** START Source extract **

Unmanned Aerial Vehicles (UAVs), commonly known as drones, have revolutionized multiple sectors by offering innovative solutions in areas such as environmental monitoring, agriculture, infrastructure inspection, search and rescue operations, and aerial mapping . As UAV technologies continue to evolve, there is a growing demand for low-cost, modular, and customizable systems that can be tailored to specific applications and educational needs . The development of such systems presents an ideal opportunity for engineering students to engage in hands-on learning experiences that integrate concepts across multiple disciplines.

In recent years, Arduino-based platforms have gained popularity for their accessibility, open-source nature, and ease of integration with a wide variety of sensors and actuators . Arduino microcontrollers are particularly well-suited for UAV development due to their low cost, flexibility, and active support community, making them an excellent choice for academic and prototyping purposes . By combining Arduino-based control systems with lightweight mechanical frames, students can create functioning UAVs that serve both educational and practical purposes.

Engineering capstone projects provide a critical opportunity for senior undergraduate students to apply theoretical knowledge in a real-world context. These projects often aim to emulate the professional engineering design process, from requirements gathering and conceptual design to prototyping, testing, and iteration . Capstone courses are increasingly adopting interdisciplinary approaches, encouraging collaboration between electrical, mechanical, and computer engineering students to address complex systems level problems . UAV systems, with their integration of aerodynamics, structural mechanics, electronics, embedded programming, and control systems, offer a compelling platform for such interdisciplinary collaboration. There are various categories of drones, which differ according to their structure and use, as well as various ways of controlling. The main categories are based on their construction and the different flight and lifting techniques , as shown in Figure 1.

** END Source extract **

Direction:
Condense the paragraph of the drone passage above that begins "In recent years, Arduino-based platforms" into a short bulleted list of its main facts.

** START Data segment **

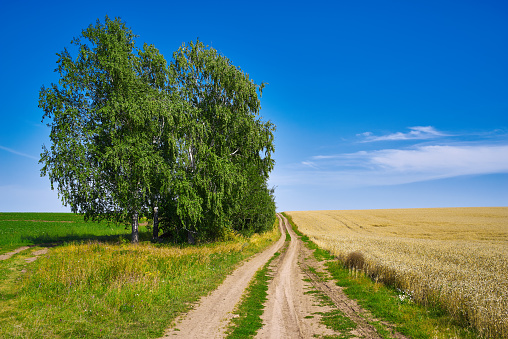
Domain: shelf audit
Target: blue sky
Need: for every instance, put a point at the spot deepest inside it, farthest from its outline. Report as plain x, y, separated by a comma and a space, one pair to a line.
378, 104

** END Data segment **

Exercise output:
- Arduino-based platforms have grown popular because they are accessible, open-source, and integrate easily with many sensors and actuators.
- Their low cost, flexibility, and active support community make Arduino microcontrollers well suited to UAV development, especially for academic and prototyping use.
- Combining Arduino-based control systems with lightweight mechanical frames lets students build working UAVs that serve educational and practical purposes.